- **Action item**: Could you write what comes next in the article on Nari Contractor turning 85, picking up right after its last sentence?

Nari Contractor turns 85: The amazing life of Mumbai-based former India cricket captain
India's oldest living Mumbai based former India cricket captain has reached 85 when it could have been all over by the age of 28 in 1962
Nearly 60 years ago, Nari Contractor returned to the Lord's Cricket Ground dressing room via the Long Room to a standing ovation.
His 81 against England's Fred Trueman and Brian Statham turned out to be the highest score in the India v England 1959 Test. Balls flew off the famous Lord's ridge and one of them — from swift Statham — broke a couple of Contractor's ribs in the fourth over of the Test. Contractor had no business to continue his innings, but he did and even when he complained of breathlessness later in the day, he gave in to requests to continue. He even went out to bat in the second innings at No. 8 — in a plaster — and stayed unbeaten on 11 before England won by eight wickets.
Keith Miller, the Australian great of the Bradman era, who was reporting on the series, felt Contractor deserved to be presented the Victoria Cross. Such was the bravado displayed on a burning deck as India were shot out for 168.

- **Data**:
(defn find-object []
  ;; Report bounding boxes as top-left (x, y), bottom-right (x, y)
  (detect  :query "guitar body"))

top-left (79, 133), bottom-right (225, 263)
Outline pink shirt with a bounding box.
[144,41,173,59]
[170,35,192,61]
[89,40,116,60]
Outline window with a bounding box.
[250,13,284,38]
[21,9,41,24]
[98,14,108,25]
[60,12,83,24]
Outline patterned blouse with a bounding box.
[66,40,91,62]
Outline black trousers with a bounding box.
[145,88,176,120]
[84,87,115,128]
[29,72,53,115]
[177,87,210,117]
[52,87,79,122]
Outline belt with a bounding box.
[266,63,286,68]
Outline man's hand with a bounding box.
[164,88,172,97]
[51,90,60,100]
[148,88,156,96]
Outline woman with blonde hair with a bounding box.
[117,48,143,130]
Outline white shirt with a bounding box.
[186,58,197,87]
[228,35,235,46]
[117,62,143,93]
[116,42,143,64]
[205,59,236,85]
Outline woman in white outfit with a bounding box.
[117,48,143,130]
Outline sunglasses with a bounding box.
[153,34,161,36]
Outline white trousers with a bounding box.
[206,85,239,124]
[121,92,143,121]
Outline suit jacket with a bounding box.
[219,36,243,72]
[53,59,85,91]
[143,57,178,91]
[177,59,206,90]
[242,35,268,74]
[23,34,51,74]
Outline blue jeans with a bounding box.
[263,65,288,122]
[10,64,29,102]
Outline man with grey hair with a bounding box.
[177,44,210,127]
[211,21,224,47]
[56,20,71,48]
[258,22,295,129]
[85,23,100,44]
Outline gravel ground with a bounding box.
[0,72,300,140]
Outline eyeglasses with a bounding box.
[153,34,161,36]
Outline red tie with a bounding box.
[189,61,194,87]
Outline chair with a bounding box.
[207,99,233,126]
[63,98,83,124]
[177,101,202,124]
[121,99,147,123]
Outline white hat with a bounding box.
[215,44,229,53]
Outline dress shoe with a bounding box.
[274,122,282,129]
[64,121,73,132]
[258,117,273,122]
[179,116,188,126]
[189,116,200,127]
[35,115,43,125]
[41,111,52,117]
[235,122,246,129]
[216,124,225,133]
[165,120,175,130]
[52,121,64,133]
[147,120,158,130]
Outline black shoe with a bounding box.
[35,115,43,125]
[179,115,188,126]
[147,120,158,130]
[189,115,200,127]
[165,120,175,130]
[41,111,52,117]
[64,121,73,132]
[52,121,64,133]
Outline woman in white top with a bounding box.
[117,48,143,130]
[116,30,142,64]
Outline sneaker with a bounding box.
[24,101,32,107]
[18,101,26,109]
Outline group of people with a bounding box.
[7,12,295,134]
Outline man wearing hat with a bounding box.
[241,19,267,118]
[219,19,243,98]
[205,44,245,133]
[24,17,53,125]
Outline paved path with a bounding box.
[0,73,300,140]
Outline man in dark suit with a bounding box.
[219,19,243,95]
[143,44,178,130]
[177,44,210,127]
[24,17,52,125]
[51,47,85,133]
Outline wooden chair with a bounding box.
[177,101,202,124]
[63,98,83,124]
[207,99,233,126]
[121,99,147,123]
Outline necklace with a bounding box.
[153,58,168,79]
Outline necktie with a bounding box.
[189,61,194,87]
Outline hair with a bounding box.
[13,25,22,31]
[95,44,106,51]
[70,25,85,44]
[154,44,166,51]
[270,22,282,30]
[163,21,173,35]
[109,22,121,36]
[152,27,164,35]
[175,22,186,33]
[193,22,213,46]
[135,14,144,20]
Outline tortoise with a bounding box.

...

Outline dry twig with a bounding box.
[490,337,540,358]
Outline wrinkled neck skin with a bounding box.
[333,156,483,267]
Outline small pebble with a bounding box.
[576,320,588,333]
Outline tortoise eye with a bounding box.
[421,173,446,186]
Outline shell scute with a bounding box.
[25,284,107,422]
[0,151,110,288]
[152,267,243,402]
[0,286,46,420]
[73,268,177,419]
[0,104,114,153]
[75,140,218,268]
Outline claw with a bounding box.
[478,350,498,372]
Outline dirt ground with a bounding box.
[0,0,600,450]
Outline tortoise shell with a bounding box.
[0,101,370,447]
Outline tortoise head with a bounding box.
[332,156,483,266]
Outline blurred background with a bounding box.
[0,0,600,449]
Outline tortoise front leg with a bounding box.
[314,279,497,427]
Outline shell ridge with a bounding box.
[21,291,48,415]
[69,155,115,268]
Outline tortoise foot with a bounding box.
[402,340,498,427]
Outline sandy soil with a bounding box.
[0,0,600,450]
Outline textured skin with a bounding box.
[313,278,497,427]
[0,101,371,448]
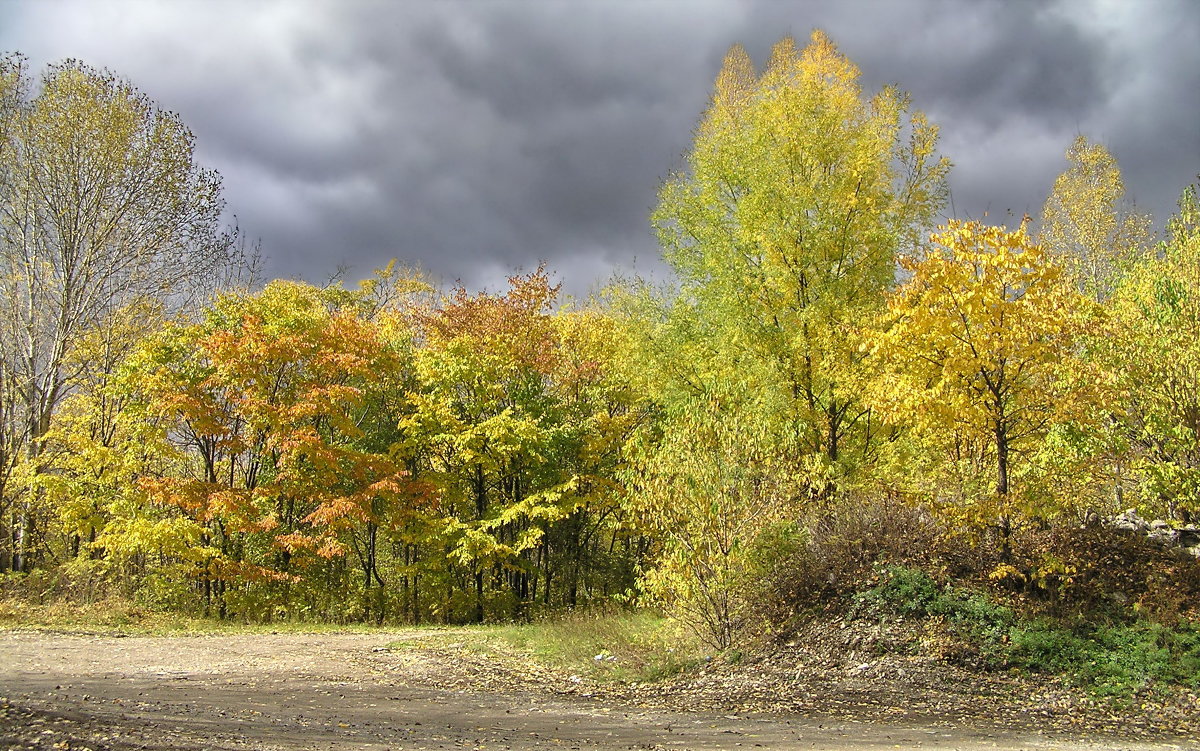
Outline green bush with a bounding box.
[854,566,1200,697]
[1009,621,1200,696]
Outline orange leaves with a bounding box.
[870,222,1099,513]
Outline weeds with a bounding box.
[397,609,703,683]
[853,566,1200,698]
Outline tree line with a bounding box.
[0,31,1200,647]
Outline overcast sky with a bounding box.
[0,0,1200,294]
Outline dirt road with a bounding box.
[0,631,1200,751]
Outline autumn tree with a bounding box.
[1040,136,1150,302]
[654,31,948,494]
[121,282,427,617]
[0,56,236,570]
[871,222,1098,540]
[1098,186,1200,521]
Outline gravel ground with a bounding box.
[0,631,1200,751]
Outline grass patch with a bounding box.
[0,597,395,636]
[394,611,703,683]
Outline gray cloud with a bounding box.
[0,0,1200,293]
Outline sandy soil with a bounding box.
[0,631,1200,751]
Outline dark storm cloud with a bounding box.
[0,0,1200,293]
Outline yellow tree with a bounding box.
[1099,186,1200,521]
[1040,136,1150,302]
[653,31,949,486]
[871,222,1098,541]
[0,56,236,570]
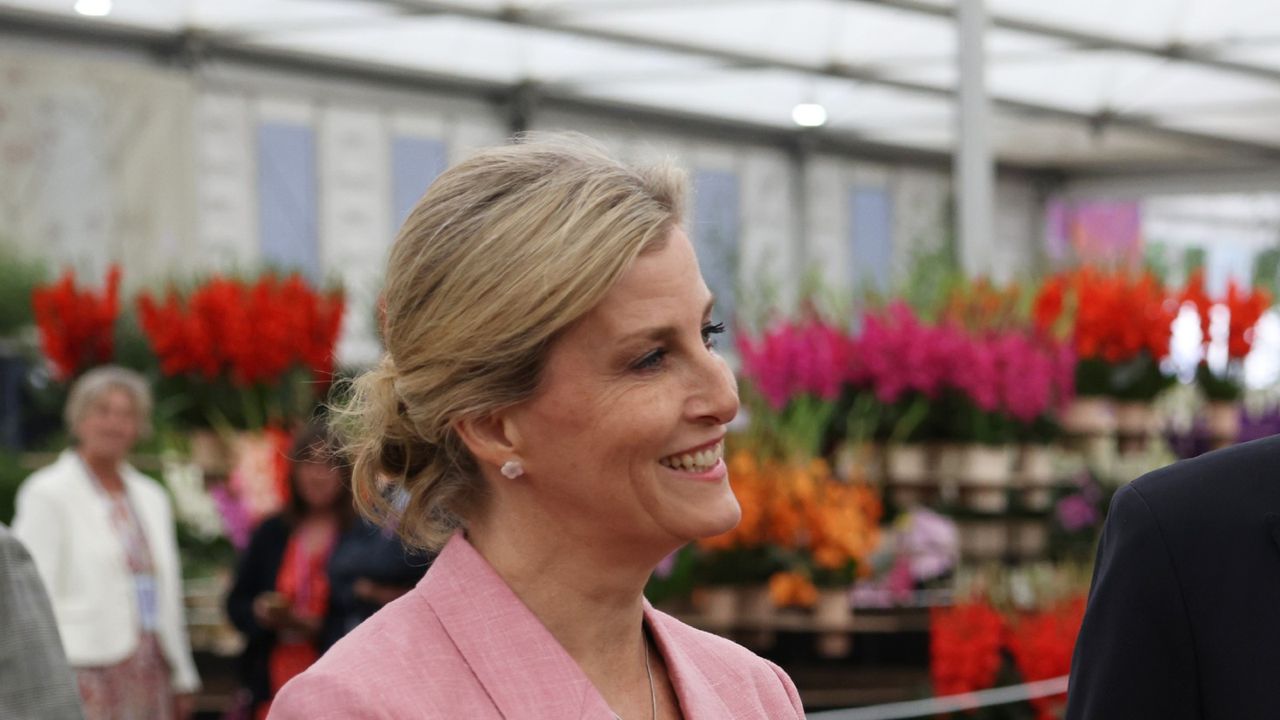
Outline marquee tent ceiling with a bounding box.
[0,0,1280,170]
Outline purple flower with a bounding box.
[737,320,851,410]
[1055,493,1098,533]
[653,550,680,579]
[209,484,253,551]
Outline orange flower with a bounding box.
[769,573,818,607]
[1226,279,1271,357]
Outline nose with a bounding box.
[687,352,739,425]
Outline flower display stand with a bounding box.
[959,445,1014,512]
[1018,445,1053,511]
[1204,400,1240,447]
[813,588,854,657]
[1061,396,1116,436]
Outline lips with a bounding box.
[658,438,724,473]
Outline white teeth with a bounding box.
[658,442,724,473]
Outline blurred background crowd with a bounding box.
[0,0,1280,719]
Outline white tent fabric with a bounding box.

...

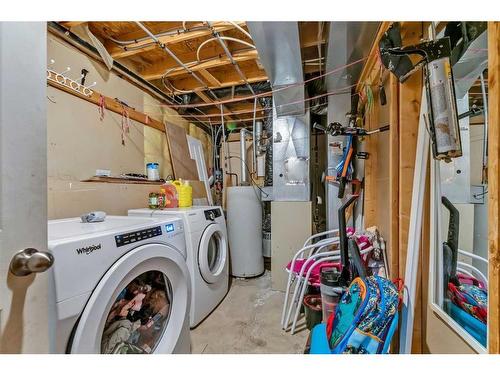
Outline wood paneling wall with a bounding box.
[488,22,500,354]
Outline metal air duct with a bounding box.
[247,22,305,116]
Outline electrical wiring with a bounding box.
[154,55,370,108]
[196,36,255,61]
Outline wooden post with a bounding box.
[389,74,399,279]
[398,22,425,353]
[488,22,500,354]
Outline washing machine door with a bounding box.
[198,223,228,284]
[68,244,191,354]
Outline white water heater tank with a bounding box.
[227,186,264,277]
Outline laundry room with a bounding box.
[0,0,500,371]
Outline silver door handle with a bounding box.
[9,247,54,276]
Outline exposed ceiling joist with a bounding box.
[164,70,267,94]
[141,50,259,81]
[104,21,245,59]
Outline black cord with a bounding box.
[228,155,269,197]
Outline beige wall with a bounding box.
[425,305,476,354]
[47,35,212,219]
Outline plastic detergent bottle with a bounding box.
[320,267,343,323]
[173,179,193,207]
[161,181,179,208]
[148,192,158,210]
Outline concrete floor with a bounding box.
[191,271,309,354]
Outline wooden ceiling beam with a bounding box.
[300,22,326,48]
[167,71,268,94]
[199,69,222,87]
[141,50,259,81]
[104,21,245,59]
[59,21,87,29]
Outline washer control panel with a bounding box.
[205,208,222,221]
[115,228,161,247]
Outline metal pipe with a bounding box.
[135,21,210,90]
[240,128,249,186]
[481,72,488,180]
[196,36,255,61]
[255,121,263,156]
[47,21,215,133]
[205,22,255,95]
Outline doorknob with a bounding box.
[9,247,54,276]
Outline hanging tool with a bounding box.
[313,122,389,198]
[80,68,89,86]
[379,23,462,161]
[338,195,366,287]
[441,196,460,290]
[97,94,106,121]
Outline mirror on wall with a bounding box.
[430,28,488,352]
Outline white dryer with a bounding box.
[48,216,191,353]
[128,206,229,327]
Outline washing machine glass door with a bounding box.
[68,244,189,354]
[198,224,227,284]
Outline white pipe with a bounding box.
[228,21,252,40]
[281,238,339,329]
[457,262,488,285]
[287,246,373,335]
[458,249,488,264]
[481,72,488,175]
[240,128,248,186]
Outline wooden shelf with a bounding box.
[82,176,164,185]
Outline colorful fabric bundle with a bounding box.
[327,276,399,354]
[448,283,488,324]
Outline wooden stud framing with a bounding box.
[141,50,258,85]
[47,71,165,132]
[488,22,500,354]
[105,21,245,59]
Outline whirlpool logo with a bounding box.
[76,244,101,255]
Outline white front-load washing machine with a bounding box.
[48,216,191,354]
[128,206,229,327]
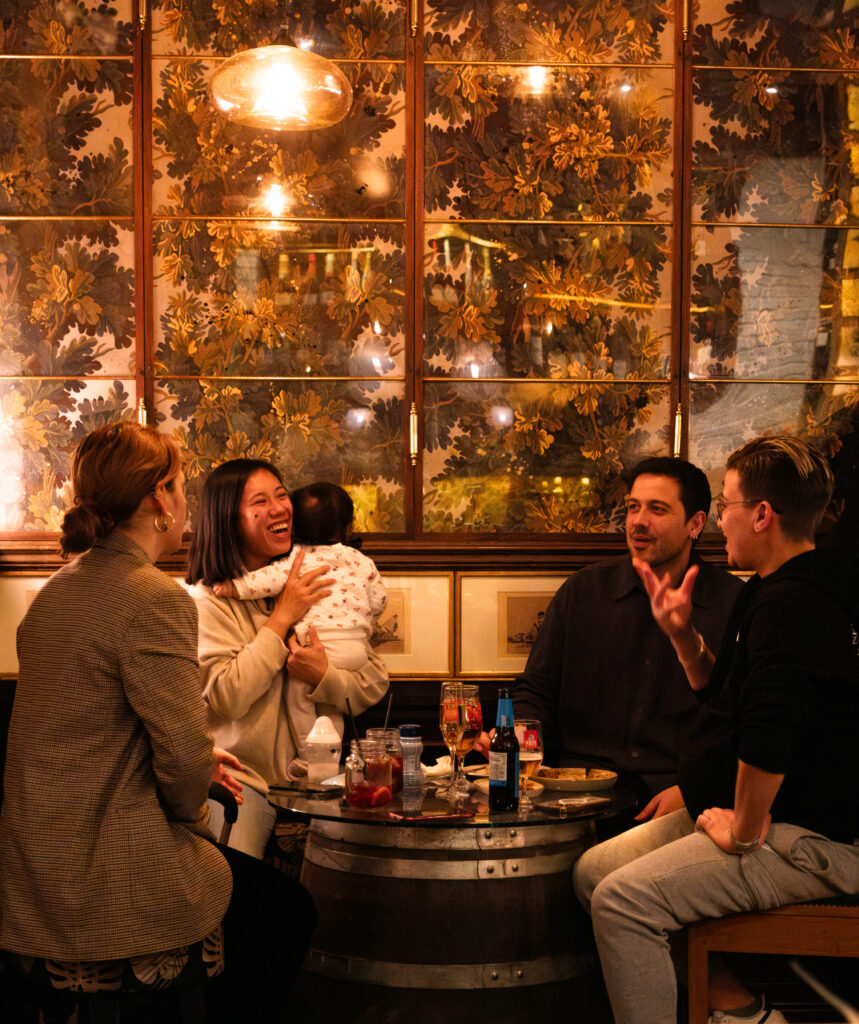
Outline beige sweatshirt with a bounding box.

- **Exercise answer**:
Three years later in the West Indies, this time as captain of India, Contractor suffered his famous skull fracture that needed intricate surgery.
Today, he turns 85, when a fiercely-hurled cricket ball could have proved fatal at 28 years of age. The injury during the Indians v Barbados tour game put Contractor out of Test cricket. This was no way to end an international cricket career especially since he was not supposed to play that match. He only did so because the Indian team were freckled with injuries. How deeply misfortune is embedded in the March 17, 1962 Barbados incident is manifest in the below points.
Firstly, he played on his off-day. Secondly, Conrad Hunte dropped a sitter before the Griffith delivery. Had Hunte caught it, Contractor would have been in the dressing room. Contractor was also upset with teammate Rusi Surti for protesting to him about Griffith chucking when he should have been informing the umpire. And then, someone opened a window in the dressing room, which disturbed his vision while facing that delivery.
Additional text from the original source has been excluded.